Rewrite every line of the rows below as a numbered list, skipping any blank lines.

**SUPPLIED ENTRIES**
★ ★ ★ ★ ★

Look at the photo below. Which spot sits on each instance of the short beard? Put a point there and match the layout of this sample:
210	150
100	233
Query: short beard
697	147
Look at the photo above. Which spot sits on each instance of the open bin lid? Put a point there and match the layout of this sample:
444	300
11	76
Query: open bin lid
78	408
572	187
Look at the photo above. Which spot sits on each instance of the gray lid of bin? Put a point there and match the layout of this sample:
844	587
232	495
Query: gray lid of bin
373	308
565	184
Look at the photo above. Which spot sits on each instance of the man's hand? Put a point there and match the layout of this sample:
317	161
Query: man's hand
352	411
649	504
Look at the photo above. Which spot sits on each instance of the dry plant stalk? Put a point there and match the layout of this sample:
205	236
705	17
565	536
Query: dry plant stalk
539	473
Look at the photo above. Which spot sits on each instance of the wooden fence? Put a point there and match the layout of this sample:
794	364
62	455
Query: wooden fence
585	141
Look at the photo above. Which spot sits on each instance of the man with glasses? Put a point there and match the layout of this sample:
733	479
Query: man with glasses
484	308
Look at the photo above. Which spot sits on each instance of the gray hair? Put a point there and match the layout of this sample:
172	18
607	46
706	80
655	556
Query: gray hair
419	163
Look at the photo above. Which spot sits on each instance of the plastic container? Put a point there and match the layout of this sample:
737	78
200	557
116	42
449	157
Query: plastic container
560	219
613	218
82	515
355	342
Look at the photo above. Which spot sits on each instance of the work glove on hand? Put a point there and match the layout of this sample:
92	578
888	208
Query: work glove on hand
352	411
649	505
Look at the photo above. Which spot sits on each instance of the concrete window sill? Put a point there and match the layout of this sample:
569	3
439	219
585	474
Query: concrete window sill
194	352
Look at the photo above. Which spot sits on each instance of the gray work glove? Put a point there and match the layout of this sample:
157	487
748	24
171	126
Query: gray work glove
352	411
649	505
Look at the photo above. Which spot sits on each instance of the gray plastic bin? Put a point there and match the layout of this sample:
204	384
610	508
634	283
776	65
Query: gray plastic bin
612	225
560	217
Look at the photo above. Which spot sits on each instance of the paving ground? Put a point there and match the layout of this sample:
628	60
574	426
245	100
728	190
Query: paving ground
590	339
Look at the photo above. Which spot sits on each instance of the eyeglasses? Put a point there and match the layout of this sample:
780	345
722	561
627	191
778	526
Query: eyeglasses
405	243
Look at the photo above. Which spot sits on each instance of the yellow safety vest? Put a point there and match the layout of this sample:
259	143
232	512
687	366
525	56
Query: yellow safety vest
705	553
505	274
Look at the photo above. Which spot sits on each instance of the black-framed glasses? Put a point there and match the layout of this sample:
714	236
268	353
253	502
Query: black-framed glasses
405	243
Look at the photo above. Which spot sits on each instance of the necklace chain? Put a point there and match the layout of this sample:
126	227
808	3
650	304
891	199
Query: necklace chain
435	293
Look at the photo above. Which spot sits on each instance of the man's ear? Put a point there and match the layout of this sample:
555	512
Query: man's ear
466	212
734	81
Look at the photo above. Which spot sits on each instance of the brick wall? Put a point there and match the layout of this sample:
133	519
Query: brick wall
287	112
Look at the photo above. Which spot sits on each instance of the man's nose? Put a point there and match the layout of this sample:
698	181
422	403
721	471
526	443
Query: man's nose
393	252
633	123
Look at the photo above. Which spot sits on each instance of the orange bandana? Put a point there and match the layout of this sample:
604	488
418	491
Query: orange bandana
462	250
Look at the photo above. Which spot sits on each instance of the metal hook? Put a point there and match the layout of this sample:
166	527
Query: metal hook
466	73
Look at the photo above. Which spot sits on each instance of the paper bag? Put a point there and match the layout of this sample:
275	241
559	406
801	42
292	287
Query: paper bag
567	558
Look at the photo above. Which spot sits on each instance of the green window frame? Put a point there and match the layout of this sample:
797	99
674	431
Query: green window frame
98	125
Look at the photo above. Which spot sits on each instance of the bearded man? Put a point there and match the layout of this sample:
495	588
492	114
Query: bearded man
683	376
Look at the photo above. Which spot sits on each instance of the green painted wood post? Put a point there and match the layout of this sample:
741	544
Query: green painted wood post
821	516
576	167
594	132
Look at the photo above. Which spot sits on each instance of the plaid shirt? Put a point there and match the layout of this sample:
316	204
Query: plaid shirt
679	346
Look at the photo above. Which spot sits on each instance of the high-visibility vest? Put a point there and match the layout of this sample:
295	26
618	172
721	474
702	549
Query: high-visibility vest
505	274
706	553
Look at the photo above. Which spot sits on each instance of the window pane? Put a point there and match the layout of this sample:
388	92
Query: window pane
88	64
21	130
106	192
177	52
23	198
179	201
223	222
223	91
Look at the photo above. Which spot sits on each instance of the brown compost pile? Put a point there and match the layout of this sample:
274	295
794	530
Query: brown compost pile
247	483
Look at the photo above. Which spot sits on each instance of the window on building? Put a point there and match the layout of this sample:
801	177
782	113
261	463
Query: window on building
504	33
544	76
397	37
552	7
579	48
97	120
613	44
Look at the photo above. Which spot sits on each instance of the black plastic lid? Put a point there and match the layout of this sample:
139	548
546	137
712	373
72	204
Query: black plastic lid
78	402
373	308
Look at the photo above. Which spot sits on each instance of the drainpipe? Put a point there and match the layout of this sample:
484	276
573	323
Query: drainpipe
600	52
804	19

★ ★ ★ ★ ★

**ANSWER TO THIS TASK**
1. Look at the photo below. Which spot sits on each instance of the short beard? Put a point there and match the layout of this sample:
2. 210	150
3. 100	233
4. Query: short beard
5. 697	147
6. Look at the photo above. Which spot sits on each instance of the open bin lid? Put a point there and match the layout of this sample:
7. 444	300
8. 11	76
9. Query: open bin lid
10. 78	408
11. 572	187
12. Look at the photo above. Which spot sits on each instance of the gray lid of bin? Put a point there and match the layout of this sample:
13. 844	587
14. 232	495
15. Query: gray lid of bin
16. 373	308
17. 565	184
18. Look at the photo above. Which spot sits on each instance of the man's hand? Put a point there and match the layout of this sample:
19. 317	161
20. Query: man's hand
21. 352	411
22. 649	504
23. Look at the photo above. Which spot sits on each instance of the dry plant stalk? Put a point there and match the layout of this sample:
24. 205	236
25. 705	17
26. 565	536
27. Query: dry plant stalk
28. 539	473
29. Look at the photo above. Which spot sits on each instance of the wooden fence? Put a point there and match the layout of this sample:
30. 794	364
31. 62	455
32. Query: wooden fence
33. 585	141
34. Look at the photo above. Which spot sits on each instance of the man with glasses? Put a point there and match the layout of this sample:
35. 733	479
36. Query: man with glasses
37. 484	308
38. Look at the photo above. Which spot sits on each instance of the gray hair? Put a point there and match the layout of this sample:
39. 172	18
40. 607	46
41. 706	80
42. 655	556
43. Query: gray hair
44. 419	163
45. Look at the photo above. Which spot sits on each instance of the plastic container? Put a point there and match the layout of this sample:
46. 737	78
47. 200	557
48. 116	42
49. 449	157
50. Query: plastic container
51. 560	219
52. 613	218
53. 82	515
54. 355	342
55. Look at the photo above. Which spot sits on each instance of the work glove on hand? Put a point there and match the layout of this sample:
56. 92	578
57. 888	208
58. Query: work glove on hand
59. 352	411
60. 649	505
61. Look at the photo above. Which spot sits on each instance of the concrete window sill? Put a point there and match the layout of this sample:
62. 569	3
63. 439	219
64. 585	474
65. Query: concrete window sill
66. 194	352
67. Look at the photo above. Which spot sits on each instance of the gray work glove? Put a point there and match the layout of this sample:
68. 157	487
69. 748	24
70. 171	126
71. Query: gray work glove
72. 352	411
73. 649	505
74. Look at the photo above. Which spot sits on each instance of the gray plastic bin? Put a point there and match the layout of this sample:
75. 204	384
76. 610	508
77. 634	283
78. 776	65
79. Query: gray plastic bin
80. 612	225
81. 560	217
82. Look at the photo above. Which spot sits on each instance of the paving ground? Put a point there and match the layout of this sample:
83. 628	60
84. 574	426
85. 245	100
86. 728	190
87. Query: paving ground
88. 590	339
89. Look at the photo above. Which spot sits on each instance of the eyeglasses? Put a point there and match the layout of this sample:
90. 780	345
91. 722	561
92. 627	191
93. 778	526
94. Query: eyeglasses
95. 405	243
96. Look at the photo above. Which spot sits on each instance of the yellow safety vest? Put a point there and match the layout of this sample:
97. 259	143
98. 232	512
99. 687	366
100. 525	56
101. Query: yellow safety vest
102. 705	553
103. 505	274
104. Look at the photo above. Which spot sits on each instance of the black-framed glasses? Put a point there and match the layout of this sample:
105. 714	236
106. 268	353
107. 253	502
108. Query: black-framed glasses
109. 405	243
110. Look at the photo above. Which spot sits on each instance of the necklace chain? Put a point there and match the layout of this sample:
111. 126	227
112. 808	3
113. 650	304
114. 891	199
115. Query: necklace chain
116. 435	293
117. Look at the photo above. Which spot sits on each instance of the man's ear? Put a point there and match the layout of this sample:
118. 555	512
119. Query: man's ear
120. 466	212
121. 734	81
122. Look at the photo above. Which spot sits on each instance of the brick wall? Put a point there and match the layout of this sample:
123. 133	519
124. Query: brick wall
125. 287	112
126. Look at the photo above. Which spot sits on each instance of the man's nose? Put a point there and match the layout of this sample:
127. 698	181
128. 422	403
129. 721	471
130. 526	443
131. Query: man's nose
132. 393	252
133. 633	123
134. Look at the photo above. Which spot sits on each instance of the orange bandana? Put a point there and match the layout of this sample:
135. 604	488
136. 418	491
137. Query: orange bandana
138. 462	250
139. Look at the photo above. Which spot sits on each instance of the metal hook? Put a point there and match the layout of this sample:
140. 166	527
141. Query: metal hook
142. 466	73
143. Look at the photo above. Which spot sits on each instance of the paper bag? Put a point there and match the layout of this sample:
144. 275	241
145. 559	406
146. 801	42
147. 292	287
148. Query: paper bag
149. 567	558
150. Look at the photo above. Which spot sits on each instance of the green window frame? Put a point there and match the layout of this sample:
151. 797	99
152. 674	431
153. Query: green window frame
154. 98	125
155. Look at the photo above. Which spot sits on each instance of the bearded man? Put a point there and match the layout of this sample:
156. 495	588
157. 492	114
158. Query: bearded man
159. 683	376
160. Look at the photo above. Which spot sits on each instance of the green painted wood post? Put a point there and match the layout of this sample:
161. 741	544
162. Query: green painted wood post
163. 821	516
164. 576	167
165. 594	132
166. Look at the photo above. Which spot sits on each instance of the plaid shirt? Put a point there and match the layout of this sample:
167. 316	204
168. Query: plaid shirt
169. 679	346
170. Look at the photo above. Which spot sits on each instance of the high-visibility vest? Put a point there and match the layout of this sample:
171. 295	26
172. 618	172
173. 721	474
174. 702	549
175. Query: high-visibility vest
176. 505	274
177. 706	553
178. Look at the photo above. Which spot sits on each instance of the window pane? Put a point there and match the layout of this sample:
179. 388	92
180. Query: window pane
181. 88	64
182. 21	130
183. 106	192
184. 177	52
185. 23	198
186. 179	201
187. 223	222
188. 223	91
189. Look at the photo above. Which spot sits on each instance of the brown compost pile? Put a point there and match the layout of this sample:
190. 274	295
191. 794	530
192. Query: brown compost pile
193. 247	483
194. Look at the photo above. Which spot sits on each instance of the window on building? Put a point there and match the layout of this sample:
195. 801	177
196. 782	113
197. 261	463
198. Query: window on building
199. 504	33
200. 544	76
201. 397	37
202. 552	7
203. 579	48
204. 97	120
205. 613	44
206. Look at the photo above. Which spot sits on each instance of the black plastic lid? Put a point there and match the layout of this sample:
207. 139	548
208. 546	137
209. 712	373
210. 72	204
211. Query: black plastic lid
212. 78	402
213. 373	308
214. Look at the photo above. Which spot sits on each instance of the drainpipe? Put a point there and match the layout of this sample:
215. 484	276
216. 573	323
217. Query: drainpipe
218. 600	52
219. 804	19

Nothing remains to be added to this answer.